Décryptage Liberté de la presse

Les médias coopératifs : indépendants, transparents et démocratiques

Les médias coopératifs, fondés sur une gouvernance démocratique, marquent une rupture dans l’industrie de la presse. Portant l’accent sur l’utilité publique plutôt que sur le profit, ces entreprises, propriété de leurs employés et lecteurs, mettent l’indépendance et l’implication directe du public au premier plan de leur politique éditoriale.

Publié le 13 décembre 2023

Premier média à être géré par une Société coopérative européenne (SCE), Voxeurop a d’emblée souhaité établir une gouvernance démocratique au centre de sa démarche éditoriale et économique. Dans une coopérative, chaque sociétaire n’a le droit qu’à une voix au sein de l’Assemblée générale, indépendamment de la part de capital qu’il ou elle détient. Le statut coopératif garantit également aux salariés d’être propriétaires du média pour lequel ils travaillent et leur assure une majorité de contrôle. Pour Voxeurop comme pour les autres médias coopératifs, le but de l’entreprise n’est pas de générer du profit, mais de répondre à un devoir d’utilité publique : celui d’informer. 

L’idée que les salariés détiennent une partie du capital de leur entreprise remonte au XVIIIème siècle. Les premières coopératives de l’époque représentaient pour les salariés un moyen d’assurer le contrôle de la richesse produite. Les travailleurs, dans l’impossibilité légale de former des corps de métiers, pouvaient ainsi influer sur leurs conditions de travail. 

Depuis, de nombreuses coopératives, y compris de presse, ont émergé. Le taz allemand en est un bon exemple. En 1977, un groupe de militants et d’étudiants s’inspire du modèle de Libération et fonde le Tageszeitung en s’appuyant sur des campagnes de dons. En 1992, des difficultés financières grandissantes contraignent les fondateurs à changer de modèle. Ils optent alors pour la coopérative, avec l’ambition de se reposer sur leurs lecteurs plutôt que de trouver un actionnaire prêt à les financer. Le journal gagne en sociétaires et en circulation avec les années : aujourd’hui, le quotidien papier affiche une circulation de 50 000 exemplaires par mois, la marque du taz est largement reconnue et la coopérative compte à ce jour près de 23 000 sociétaires. 

Le taz n’est qu’un exemple parmi d’autres : le mensuel français Alternatives Economiques s’est également constitué en une coopérative, tout comme le Bristol Cable britannique ou encore ElDiario.es en Espagne. Ces publications traitent de sujets variés à des échelles très différentes mais se retrouvent toutes dans cette manière de fonctionner.

§

* CONSIGNE
Répondez, s'il vous plaît, à ces trois questions sur l'article consacré aux médias coopératifs :
1. Par quel type de société Voxeurop est-il géré ?
2. À quel siècle remonte l'idée que les salariés détiennent une partie du capital de leur entreprise ?
3. En quelle année les fondateurs du taz optent-ils pour la coopérative ?
Les enregistrements n'ont aucun rôle ici.

§

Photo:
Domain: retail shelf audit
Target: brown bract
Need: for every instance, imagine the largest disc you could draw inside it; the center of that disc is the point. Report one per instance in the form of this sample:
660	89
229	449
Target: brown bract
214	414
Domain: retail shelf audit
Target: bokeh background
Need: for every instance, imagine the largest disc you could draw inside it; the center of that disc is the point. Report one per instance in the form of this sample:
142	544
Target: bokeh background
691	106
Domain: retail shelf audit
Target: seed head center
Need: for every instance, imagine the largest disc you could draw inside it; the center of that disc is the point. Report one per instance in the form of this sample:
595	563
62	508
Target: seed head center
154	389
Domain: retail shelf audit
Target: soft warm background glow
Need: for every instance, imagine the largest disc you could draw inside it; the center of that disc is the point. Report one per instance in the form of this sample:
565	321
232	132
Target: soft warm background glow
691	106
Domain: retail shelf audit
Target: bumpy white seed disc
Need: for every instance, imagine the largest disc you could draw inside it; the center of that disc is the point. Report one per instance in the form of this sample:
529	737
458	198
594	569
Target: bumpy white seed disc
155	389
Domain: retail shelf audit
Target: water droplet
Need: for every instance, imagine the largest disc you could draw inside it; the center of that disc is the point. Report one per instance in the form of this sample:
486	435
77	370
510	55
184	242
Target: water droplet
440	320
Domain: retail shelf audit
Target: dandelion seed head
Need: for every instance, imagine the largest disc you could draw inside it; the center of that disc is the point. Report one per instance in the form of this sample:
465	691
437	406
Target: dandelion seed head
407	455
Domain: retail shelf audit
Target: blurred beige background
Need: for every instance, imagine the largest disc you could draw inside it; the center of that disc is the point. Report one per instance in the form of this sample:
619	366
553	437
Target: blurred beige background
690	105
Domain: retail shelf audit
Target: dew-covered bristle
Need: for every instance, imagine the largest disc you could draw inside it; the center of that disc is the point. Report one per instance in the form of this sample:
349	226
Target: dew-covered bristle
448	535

§

* RÉPONSE
1. Par une Société coopérative européenne (SCE).
2. Au XVIIIe siècle.
3. En 1992.